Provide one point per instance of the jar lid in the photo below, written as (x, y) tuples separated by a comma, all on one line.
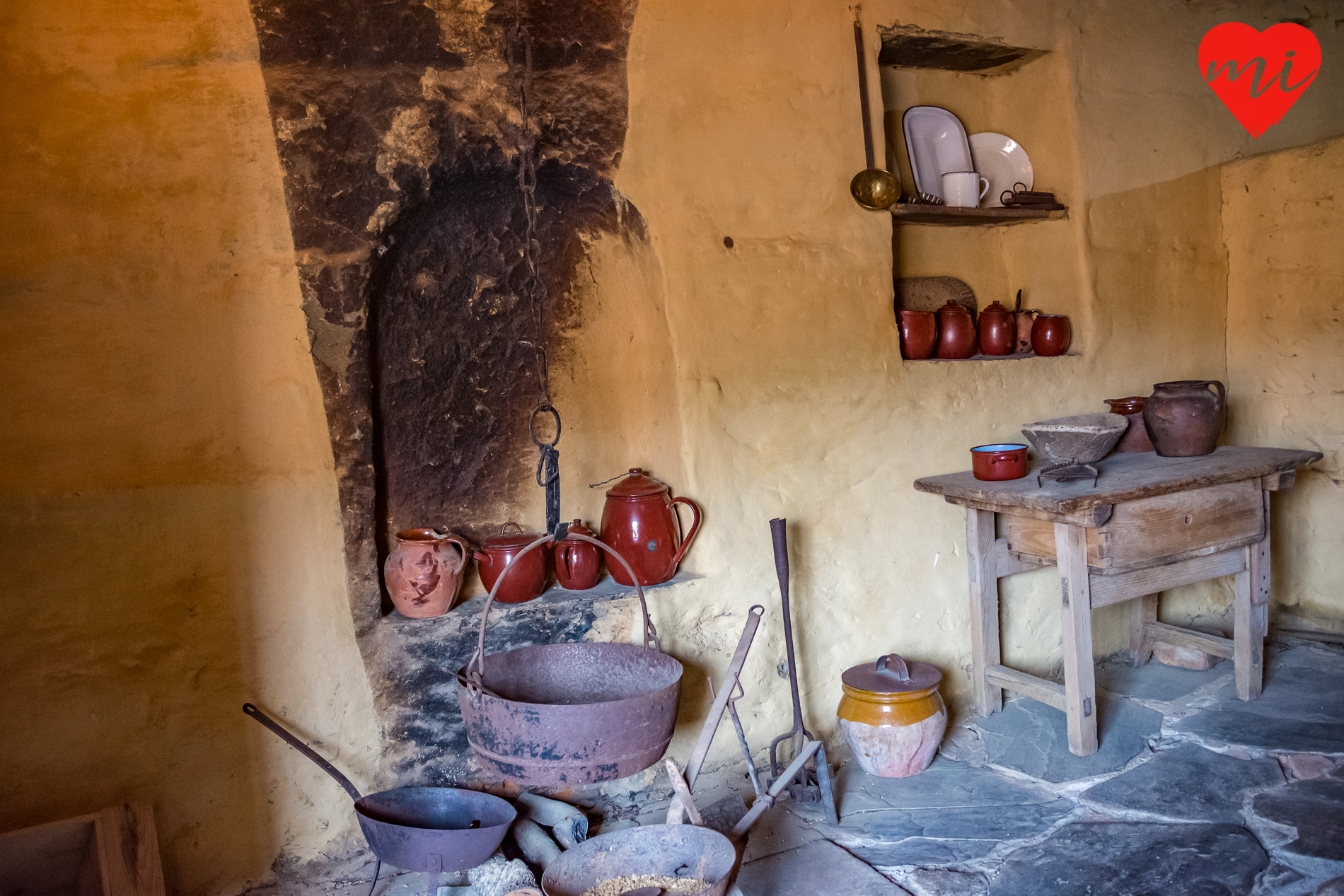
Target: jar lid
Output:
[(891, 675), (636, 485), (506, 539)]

============

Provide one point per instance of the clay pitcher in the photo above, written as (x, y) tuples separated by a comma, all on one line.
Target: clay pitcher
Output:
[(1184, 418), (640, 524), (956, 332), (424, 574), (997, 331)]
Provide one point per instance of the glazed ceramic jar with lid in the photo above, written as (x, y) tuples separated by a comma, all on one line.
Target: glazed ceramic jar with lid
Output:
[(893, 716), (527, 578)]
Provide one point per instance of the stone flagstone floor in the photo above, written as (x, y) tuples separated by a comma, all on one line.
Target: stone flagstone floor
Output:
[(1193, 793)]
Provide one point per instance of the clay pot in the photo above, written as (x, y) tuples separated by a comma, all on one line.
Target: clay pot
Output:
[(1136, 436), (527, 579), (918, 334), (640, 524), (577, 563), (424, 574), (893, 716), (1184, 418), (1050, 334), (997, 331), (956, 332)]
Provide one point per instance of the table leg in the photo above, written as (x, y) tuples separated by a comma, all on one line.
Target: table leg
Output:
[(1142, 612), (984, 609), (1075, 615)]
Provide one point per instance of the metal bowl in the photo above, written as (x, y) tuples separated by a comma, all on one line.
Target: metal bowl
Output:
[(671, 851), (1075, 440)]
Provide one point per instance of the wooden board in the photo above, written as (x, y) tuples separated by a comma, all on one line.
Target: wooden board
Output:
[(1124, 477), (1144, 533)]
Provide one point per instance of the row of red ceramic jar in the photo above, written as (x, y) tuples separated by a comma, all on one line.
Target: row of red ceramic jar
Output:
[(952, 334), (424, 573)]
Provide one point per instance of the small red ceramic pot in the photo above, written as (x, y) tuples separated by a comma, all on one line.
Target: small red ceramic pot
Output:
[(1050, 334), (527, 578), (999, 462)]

============

Problem:
Copy the lines from the one that has "Provide one point per instance of the glazed" through the one that has "[(893, 716), (527, 578)]", substituting "painted" for "glazed" and leaving all else as it is. Return only those lines.

Result of the task:
Provide one point per instance of the painted ceramic jar with lid in the photo above, written as (x, y) tuples separated by a comma, all on one line.
Target: painted ceramic jar with lid
Output:
[(893, 716), (527, 578)]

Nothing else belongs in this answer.